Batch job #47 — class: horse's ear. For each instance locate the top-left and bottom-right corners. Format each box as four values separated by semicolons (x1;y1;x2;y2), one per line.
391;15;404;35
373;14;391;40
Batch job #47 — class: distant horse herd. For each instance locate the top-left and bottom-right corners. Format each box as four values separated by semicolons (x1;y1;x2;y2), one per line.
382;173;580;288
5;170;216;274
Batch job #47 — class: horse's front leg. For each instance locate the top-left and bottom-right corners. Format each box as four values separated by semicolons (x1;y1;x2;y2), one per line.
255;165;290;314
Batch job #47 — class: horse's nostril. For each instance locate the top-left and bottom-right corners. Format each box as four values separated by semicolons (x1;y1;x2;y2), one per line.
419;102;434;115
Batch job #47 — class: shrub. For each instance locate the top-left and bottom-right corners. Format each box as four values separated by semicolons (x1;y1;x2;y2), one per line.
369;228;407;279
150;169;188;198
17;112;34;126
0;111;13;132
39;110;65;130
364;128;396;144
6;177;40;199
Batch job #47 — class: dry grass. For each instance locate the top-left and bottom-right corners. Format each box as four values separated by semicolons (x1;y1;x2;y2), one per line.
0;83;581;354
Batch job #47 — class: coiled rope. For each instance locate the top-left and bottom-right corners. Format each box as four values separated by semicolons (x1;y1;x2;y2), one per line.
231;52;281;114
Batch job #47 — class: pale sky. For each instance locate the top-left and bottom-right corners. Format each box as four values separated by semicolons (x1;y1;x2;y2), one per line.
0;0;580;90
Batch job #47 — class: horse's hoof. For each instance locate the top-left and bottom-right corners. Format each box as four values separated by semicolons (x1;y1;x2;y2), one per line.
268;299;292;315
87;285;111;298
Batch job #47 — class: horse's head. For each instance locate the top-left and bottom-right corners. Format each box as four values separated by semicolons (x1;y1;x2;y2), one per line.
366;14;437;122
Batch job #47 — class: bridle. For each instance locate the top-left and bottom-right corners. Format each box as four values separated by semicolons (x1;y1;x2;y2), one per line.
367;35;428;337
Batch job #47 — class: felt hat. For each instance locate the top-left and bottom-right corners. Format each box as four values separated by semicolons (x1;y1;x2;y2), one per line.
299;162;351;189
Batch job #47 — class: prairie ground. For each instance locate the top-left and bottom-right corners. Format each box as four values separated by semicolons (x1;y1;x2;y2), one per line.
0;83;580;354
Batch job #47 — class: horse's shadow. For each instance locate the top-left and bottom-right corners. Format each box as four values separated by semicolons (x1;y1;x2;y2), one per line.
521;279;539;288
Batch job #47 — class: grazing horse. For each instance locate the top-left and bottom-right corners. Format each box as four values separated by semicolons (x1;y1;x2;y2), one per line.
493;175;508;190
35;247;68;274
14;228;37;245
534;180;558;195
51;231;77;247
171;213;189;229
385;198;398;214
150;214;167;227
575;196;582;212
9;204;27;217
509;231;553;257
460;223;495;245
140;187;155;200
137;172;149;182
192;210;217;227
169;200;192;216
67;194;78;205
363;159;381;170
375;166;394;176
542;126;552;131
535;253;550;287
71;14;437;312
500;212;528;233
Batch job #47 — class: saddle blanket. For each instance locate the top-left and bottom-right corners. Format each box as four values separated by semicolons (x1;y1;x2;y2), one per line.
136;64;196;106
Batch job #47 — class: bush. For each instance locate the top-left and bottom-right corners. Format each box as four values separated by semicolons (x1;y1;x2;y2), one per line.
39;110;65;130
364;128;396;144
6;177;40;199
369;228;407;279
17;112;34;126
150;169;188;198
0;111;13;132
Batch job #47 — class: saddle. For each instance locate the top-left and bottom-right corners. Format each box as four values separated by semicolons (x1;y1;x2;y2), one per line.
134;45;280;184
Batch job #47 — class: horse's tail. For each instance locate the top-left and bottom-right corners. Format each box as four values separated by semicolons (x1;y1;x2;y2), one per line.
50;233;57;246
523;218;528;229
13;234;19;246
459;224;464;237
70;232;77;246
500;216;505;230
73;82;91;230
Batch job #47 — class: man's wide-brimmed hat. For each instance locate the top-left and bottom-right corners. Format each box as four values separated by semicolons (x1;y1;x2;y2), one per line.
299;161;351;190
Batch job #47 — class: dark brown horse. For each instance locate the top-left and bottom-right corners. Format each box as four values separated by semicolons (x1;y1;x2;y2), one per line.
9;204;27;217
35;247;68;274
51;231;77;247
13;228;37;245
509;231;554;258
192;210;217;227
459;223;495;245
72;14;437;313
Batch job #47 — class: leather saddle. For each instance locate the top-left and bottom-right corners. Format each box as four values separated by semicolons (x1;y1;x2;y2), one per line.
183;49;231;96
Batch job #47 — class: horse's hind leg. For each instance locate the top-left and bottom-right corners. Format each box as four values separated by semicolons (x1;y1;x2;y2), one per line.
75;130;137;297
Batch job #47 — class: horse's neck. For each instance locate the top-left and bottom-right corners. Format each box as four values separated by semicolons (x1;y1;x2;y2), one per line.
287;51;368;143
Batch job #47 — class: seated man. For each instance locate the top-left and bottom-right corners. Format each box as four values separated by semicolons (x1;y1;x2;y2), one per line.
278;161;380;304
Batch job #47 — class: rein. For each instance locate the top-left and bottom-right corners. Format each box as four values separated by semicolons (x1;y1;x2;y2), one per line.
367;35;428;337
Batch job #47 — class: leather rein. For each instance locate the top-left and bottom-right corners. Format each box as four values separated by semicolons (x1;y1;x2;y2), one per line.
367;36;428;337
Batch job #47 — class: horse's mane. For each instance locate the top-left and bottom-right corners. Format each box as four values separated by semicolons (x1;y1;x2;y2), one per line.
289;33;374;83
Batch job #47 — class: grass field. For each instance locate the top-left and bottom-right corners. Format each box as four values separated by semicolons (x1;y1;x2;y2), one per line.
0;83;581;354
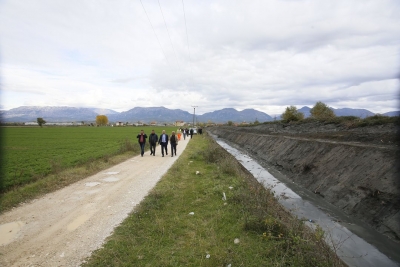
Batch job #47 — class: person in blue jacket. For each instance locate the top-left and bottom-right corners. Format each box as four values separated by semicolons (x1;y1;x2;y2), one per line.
158;130;169;157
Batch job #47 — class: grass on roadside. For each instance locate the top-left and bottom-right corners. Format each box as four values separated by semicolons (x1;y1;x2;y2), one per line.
258;115;400;128
82;134;345;266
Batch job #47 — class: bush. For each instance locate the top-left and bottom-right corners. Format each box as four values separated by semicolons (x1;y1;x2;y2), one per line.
310;101;336;120
282;106;304;122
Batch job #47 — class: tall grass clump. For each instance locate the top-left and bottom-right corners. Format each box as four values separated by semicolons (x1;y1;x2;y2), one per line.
83;133;345;267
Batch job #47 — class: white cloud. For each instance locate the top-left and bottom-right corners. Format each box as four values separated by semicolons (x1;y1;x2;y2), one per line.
1;0;399;115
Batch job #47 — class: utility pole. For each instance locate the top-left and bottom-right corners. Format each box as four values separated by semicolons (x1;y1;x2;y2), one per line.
192;106;198;127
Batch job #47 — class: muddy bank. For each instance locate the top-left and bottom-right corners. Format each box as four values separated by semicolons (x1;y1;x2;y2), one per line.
207;122;400;242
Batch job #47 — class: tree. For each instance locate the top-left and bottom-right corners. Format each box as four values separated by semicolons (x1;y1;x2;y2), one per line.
96;115;109;126
281;106;304;122
310;101;335;120
37;118;46;127
227;120;233;126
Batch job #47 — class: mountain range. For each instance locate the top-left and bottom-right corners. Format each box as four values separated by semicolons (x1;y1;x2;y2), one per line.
0;106;398;124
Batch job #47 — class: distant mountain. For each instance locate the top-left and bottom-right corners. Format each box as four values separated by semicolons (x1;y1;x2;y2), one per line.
108;107;193;123
89;108;119;115
298;106;311;118
200;108;273;123
1;105;398;124
383;111;400;117
333;108;374;118
298;106;387;118
0;106;274;124
0;106;101;122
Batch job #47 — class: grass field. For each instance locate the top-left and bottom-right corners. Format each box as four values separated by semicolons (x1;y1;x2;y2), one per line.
83;133;344;266
1;126;176;194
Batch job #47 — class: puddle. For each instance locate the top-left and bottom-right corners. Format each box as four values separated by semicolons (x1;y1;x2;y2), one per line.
212;136;400;267
0;221;24;245
67;214;90;231
84;182;101;187
102;177;120;182
103;171;120;175
86;189;101;195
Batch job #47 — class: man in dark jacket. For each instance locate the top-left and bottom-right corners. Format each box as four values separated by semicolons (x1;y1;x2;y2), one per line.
189;128;194;139
158;130;169;157
136;130;147;157
170;131;178;157
149;129;158;156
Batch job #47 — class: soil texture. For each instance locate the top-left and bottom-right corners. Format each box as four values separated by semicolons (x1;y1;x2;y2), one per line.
208;122;400;242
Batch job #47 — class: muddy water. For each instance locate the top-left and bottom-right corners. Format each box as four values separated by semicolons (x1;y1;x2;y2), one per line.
212;136;400;267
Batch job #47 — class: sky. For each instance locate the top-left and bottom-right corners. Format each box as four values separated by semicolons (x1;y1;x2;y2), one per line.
0;0;399;115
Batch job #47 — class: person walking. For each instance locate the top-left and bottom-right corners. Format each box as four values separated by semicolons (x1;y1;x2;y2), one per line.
136;129;147;157
148;129;158;156
170;131;178;157
158;130;169;157
182;128;186;140
189;128;194;139
177;128;182;141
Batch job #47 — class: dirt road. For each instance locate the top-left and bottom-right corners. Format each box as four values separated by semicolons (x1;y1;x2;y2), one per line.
0;137;190;267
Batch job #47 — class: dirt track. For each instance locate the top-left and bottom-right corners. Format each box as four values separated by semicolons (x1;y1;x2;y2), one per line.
0;137;190;267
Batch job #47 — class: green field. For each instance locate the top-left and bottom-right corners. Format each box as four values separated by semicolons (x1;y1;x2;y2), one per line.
1;126;176;193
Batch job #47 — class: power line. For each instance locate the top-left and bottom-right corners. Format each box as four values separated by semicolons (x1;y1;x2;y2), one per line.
139;0;171;68
182;0;194;89
182;0;191;61
158;0;180;70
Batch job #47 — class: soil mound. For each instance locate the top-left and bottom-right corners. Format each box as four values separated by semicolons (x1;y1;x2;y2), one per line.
208;122;400;242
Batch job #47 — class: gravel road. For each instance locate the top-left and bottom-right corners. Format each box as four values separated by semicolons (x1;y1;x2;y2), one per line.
0;137;190;267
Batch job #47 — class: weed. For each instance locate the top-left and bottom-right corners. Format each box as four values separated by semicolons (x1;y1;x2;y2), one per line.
49;156;64;174
83;134;345;266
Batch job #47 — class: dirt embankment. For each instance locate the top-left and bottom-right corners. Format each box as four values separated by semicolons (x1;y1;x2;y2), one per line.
208;122;400;242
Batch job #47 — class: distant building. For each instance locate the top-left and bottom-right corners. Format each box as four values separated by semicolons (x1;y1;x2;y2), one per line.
175;120;185;127
25;122;39;126
25;122;78;126
133;121;144;126
115;122;124;126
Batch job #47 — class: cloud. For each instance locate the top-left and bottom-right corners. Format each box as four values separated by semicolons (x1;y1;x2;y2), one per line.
0;0;399;115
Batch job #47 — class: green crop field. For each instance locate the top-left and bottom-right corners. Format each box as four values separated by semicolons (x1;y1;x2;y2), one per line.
1;126;177;193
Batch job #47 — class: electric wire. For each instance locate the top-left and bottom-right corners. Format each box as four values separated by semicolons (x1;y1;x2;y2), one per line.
181;0;194;89
139;0;171;68
182;0;191;62
158;0;180;70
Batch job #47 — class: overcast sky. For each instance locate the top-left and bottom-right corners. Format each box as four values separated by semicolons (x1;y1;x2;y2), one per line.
1;0;399;115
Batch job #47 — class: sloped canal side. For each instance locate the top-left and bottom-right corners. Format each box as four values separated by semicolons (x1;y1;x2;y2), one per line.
208;127;400;267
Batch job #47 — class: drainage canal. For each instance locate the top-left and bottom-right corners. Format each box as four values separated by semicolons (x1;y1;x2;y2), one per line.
212;135;400;267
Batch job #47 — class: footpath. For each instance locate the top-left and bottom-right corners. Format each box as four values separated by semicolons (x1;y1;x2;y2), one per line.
0;136;190;267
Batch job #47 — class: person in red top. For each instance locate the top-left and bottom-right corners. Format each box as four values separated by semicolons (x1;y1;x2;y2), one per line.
136;130;147;157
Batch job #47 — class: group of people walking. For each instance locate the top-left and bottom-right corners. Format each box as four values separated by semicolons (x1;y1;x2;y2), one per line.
136;129;181;157
177;128;195;140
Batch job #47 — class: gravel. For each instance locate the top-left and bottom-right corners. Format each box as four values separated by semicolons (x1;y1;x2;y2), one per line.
0;138;190;267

__EXERCISE OBJECTIVE__
Restate, word for word, the final stretch of the entries above: the line containing "Batch job #47 — class: group" and every line after it, up to and including the last.

__YOUR SOLUTION__
Batch job #47 — class: group of people walking. For each instance locate the top-left and bottom-right corners. Format each box as four values separated by semicolons (x1;y1;x2;y2), one per line.
136;129;181;157
177;128;195;140
Batch job #47 — class: gravel. For each instance locate the top-left and bottom-right corners. Format each box as four values separated by semicolons (x1;y1;x2;y2), one per line.
0;138;190;267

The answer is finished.